Problem set >>
1. Transcribe the passage of the olive oil arsenic summary starting at "Key numbers" and ending at "samples before spiking.".
2. Name every parameter listed in the arsenite performance table of the olive oil arsenic summary.
3. Resume the olive oil arsenic summary after its final sentence.

Document extract >>
Bodur et al. 2023 - Inorganic arsenic speciation method for olive oil
Bodur et al. developed a spray-assisted preconcentration method coupled to HPLC, continuous-flow hydride generation, and FAAS for inorganic arsenic speciation in olive oil. The real-sample portion tested two Istanbul-market olive oil samples and reported no detectable arsenite or arsenate in either sample. The paper is therefore useful as method-validation and censored olive-oil evidence: it supports non-detect status under the stated method, not a measured concentration distribution.
Key numbers
Real-sample result
Section 3.4 states that two olive oil samples were extracted by the developed VA-RP-SFDF-LPME method and analyzed by HPLC-CFHG-FAAS for arsenite. The same samples were then subjected to the prereduction procedure and analyzed for total inorganic arsenic. The source reports that there were no detectable arsenite and arsenate for each oil sample, and Section 3.3 states that arsenic and total inorganic arsenic were not detected in the samples before spiking.
The source does not provide a sample-result table with numeric values. The result should be treated as censored evidence rather than a zero concentration.
Analytical figures of merit
Under optimized conditions, the source reports the following method performance for arsenite:
| Parameter | Source-reported value |
|---|---|
| LOD | 2.86 ug/kg as As |
| LOQ | 9.52 ug/kg as As |
| Dynamic range | 10.0-68.93 ug/kg as As |
| Determination coefficient | 0.9937 |
| RSD at lowest calibration concentration | 6.0% |
| Retention time for arsenite | 1.2 min |
The paper cites an edible-oil arsenic maximum content comparator of 100 ug/kg.

[Recorded data]
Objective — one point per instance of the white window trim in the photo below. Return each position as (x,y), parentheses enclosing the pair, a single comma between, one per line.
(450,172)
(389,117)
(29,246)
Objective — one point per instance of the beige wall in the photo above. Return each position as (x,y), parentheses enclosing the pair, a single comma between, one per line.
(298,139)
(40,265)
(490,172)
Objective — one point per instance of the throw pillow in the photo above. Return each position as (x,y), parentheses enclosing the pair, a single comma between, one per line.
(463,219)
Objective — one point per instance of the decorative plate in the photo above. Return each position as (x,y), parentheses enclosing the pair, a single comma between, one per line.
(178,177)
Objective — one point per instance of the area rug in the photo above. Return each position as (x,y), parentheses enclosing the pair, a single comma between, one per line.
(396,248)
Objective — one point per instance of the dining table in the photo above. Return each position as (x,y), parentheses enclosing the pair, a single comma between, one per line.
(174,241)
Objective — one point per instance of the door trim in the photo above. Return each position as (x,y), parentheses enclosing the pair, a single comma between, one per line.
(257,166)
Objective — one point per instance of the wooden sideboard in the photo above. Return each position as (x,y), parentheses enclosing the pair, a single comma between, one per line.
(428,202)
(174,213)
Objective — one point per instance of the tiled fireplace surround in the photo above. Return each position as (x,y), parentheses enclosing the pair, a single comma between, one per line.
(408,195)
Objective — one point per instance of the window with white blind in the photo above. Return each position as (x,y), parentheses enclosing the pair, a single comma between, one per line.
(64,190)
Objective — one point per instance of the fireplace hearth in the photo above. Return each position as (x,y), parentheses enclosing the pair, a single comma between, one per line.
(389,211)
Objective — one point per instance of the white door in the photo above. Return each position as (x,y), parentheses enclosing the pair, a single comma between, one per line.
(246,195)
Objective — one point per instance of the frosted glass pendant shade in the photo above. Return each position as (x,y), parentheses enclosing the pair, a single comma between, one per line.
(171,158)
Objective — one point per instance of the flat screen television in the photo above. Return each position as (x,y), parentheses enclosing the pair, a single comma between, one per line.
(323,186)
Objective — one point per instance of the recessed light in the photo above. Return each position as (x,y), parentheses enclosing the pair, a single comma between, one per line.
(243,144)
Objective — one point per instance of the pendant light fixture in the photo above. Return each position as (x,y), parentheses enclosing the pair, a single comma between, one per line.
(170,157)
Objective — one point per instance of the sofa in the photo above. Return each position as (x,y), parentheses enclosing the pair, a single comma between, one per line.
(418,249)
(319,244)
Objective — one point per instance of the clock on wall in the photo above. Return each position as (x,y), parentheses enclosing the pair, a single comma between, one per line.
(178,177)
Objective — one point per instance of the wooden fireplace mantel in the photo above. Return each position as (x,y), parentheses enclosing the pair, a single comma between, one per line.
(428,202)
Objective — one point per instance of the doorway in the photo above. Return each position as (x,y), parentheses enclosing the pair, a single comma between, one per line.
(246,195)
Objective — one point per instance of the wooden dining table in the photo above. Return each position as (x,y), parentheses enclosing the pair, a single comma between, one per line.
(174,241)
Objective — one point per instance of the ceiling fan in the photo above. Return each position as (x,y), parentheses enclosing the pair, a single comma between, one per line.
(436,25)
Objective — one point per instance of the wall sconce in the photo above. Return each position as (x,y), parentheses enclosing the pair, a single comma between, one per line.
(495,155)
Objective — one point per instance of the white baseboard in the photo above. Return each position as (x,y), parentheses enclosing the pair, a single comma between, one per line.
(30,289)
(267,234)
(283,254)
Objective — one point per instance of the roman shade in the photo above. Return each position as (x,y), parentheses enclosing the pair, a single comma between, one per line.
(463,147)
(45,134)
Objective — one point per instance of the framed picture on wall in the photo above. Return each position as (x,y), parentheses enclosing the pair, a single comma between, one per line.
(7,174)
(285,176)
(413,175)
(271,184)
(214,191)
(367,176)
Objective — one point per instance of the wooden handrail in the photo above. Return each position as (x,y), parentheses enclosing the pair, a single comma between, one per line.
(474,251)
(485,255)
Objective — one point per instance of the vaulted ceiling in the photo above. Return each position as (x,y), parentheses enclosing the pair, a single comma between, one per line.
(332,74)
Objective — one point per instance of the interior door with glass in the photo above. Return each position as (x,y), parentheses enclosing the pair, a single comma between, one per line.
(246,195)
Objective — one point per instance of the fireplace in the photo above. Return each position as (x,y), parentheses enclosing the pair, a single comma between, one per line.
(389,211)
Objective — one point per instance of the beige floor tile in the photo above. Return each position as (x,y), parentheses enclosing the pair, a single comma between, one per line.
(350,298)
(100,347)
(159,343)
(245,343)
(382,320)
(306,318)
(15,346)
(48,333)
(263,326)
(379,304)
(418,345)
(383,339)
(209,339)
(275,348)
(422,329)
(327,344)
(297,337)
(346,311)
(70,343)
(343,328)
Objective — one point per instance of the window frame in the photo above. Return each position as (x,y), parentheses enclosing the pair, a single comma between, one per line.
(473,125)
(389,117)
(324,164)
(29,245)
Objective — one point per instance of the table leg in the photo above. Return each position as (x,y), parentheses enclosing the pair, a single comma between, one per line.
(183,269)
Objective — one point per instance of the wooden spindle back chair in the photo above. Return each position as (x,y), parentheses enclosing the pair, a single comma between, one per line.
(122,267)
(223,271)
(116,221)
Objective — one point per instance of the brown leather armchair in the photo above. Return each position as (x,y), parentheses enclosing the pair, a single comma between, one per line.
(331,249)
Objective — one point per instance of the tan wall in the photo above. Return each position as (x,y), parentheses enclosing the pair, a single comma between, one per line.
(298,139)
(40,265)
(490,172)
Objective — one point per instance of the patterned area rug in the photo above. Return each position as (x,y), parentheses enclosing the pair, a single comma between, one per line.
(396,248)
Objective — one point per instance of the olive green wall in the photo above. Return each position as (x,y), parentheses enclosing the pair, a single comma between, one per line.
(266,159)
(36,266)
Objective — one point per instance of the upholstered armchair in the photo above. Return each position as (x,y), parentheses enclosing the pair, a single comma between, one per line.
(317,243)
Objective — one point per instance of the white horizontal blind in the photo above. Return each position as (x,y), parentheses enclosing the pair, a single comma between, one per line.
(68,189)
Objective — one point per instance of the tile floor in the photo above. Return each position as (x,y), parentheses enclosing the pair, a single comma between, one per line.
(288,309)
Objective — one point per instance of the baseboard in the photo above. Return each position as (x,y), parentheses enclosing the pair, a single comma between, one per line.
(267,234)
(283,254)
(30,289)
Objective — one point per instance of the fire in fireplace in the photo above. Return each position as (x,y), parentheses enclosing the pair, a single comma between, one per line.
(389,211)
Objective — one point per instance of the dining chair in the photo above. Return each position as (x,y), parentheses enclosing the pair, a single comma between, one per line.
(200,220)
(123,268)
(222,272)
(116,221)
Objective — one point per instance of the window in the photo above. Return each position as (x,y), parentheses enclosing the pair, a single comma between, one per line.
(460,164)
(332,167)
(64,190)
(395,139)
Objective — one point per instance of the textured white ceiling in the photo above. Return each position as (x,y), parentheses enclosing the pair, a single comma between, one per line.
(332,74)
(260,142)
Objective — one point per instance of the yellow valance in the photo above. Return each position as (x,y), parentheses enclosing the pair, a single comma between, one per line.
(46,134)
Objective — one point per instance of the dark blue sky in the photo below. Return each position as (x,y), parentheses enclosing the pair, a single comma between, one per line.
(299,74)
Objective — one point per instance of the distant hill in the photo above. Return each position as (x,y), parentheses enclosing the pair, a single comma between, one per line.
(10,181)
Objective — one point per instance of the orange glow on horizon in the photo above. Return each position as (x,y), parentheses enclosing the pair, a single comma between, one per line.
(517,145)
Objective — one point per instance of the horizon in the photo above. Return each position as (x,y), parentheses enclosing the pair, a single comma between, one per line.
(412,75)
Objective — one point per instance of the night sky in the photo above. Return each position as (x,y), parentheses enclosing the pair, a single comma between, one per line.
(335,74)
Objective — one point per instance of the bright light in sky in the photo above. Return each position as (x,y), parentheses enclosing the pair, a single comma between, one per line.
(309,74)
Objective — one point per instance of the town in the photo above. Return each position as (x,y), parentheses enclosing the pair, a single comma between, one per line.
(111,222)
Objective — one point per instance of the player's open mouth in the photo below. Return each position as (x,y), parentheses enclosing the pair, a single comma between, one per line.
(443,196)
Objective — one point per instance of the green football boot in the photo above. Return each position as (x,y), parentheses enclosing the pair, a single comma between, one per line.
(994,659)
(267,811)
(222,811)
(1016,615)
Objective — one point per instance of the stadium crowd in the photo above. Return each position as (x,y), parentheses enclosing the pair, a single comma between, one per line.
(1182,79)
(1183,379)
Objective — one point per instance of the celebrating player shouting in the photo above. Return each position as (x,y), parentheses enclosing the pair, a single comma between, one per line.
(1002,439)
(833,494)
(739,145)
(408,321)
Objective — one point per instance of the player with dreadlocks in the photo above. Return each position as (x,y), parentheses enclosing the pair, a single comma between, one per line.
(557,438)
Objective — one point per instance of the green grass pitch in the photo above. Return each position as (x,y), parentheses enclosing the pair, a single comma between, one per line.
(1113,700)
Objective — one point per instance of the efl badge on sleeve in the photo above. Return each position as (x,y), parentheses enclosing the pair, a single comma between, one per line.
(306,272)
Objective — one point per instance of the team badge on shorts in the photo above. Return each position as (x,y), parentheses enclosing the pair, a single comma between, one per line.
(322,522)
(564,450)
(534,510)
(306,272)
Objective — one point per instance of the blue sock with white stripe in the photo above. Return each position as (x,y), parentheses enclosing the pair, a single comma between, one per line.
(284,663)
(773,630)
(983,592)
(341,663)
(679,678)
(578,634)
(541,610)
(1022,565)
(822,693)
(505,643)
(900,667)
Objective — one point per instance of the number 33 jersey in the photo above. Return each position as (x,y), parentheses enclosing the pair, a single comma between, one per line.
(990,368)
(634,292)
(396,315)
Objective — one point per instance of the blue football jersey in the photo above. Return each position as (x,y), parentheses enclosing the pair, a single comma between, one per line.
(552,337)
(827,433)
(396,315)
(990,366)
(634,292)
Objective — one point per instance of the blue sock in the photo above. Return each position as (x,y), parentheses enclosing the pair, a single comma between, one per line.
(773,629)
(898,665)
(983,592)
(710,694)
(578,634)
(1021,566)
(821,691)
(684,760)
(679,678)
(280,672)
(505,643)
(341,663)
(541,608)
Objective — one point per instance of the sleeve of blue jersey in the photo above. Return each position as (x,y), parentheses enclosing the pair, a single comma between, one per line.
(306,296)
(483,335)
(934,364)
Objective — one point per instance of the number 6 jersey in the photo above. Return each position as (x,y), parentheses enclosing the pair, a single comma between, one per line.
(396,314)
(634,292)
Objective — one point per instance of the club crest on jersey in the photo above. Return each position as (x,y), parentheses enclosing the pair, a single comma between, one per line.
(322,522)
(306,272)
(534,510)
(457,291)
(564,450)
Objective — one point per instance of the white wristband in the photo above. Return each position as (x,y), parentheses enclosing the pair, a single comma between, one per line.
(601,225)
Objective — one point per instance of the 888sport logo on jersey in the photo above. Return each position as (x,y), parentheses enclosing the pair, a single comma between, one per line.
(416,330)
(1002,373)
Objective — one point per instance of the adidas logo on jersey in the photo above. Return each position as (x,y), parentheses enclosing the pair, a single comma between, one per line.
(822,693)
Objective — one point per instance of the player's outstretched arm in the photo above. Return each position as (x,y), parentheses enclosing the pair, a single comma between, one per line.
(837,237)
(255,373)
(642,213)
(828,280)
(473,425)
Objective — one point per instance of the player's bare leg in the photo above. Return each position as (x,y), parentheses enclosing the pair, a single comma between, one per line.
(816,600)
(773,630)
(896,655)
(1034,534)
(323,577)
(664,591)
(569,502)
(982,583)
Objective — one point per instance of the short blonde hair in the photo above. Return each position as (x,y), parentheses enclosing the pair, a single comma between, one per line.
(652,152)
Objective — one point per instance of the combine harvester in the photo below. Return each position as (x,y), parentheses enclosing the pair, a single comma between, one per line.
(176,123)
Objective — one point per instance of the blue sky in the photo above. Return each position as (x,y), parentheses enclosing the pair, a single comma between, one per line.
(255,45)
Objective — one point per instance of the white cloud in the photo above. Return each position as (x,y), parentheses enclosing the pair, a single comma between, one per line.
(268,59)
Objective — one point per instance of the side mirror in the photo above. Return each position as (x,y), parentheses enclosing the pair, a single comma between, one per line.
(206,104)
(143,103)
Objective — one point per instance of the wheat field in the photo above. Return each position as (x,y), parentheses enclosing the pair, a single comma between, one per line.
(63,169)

Responses in order >>
1.
Key numbers
Real-sample result
Section 3.4 states that two olive oil samples were extracted by the developed VA-RP-SFDF-LPME method and analyzed by HPLC-CFHG-FAAS for arsenite. The same samples were then subjected to the prereduction procedure and analyzed for total inorganic arsenic. The source reports that there were no detectable arsenite and arsenate for each oil sample, and Section 3.3 states that arsenic and total inorganic arsenic were not detected in the samples before spiking.

2.
LOD
LOQ
Dynamic range
Determination coefficient
RSD at lowest calibration concentration
Retention time for arsenite

3.
Recovery experiments
Table 3 reports recovery in spiked olive oil samples:
| Sample | Analyte | Spiked concentration (ug/kg as As) | Recovery (%) |
|---|---|---|---|
| Sample A | Arsenite | 10.00 | 120.4 +/- 9.4 |
| Sample A | Arsenite | 20.96 | 94.0 +/- 3.9 |
| Sample A | Arsenite | 39.03 | 105.4 +/- 1.6 |
| Sample A | Arsenite | 51.50 | 105.0 +/- 3.2 |
| Sample A | Arsenite | 68.93 | 98.5 +/- 3.9 |
| Sample B | Arsenite | 10.03 | 97.2 +/- 10.3 |
| Sample B | Arsenite | 21.12 | 91.5 +/- 12.4 |
| Sample B | Arsenite | 39.16 | 92.8 +/- 2.5 |
| Sample B | Arsenite | 51.84 | 102.1 +/- 3.2 |
| Sample B | Arsenite | 67.52 | 99.2 +/- 4.9 |
| Sample A | Total inorganic arsenic | 20.79 | 95.7 +/- 8.3 |
| Sample A | Total inorganic arsenic | 41.90 | 93.6 +/- 1.8 |
| Sample A | Total inorganic arsenic | 76.81 | 102.8 +/- 2.2 |
| Sample A | Total inorganic arsenic | 101.98 | 95.5 +/- 2.1 |
| Sample B | Total inorganic arsenic | 20.84 | 90.0 +/- 8.9 |
| Sample B | Total inorganic arsenic | 42.22 | 96.6 +/- 11.8 |
| Sample B | Total inorganic arsenic | 77.07 | 104.4 +/- 2.1 |
| Sample B | Total inorganic arsenic | 102.65 | 97.9 +/- 9.1 |
Methods (brief)
The method used vortex-assisted reverse-phase spray-based fine-droplet-formation liquid-phase microextraction. Seven milliliters of olive oil were placed in a centrifuge tube, ultrapure water was sprayed into the oil twice, the sample was vortexed for 45 s, and the tube was centrifuged for 3 min at 25,000 g to separate phases. The extracted aqueous phase was analyzed by HPLC-CFHG-FAAS for arsenite. For total inorganic arsenic, a prereduction procedure used 0.39% L-cysteine in 0.010 mol/L HCl with heating at 90 +/- 5 C for 10 min to reduce arsenate to arsenite before measurement.
The method is designed for matrices containing inorganic arsenic species. The authors state that if organic arsenic species are present, the chromatographic system would need improvement to speciate those compounds separately.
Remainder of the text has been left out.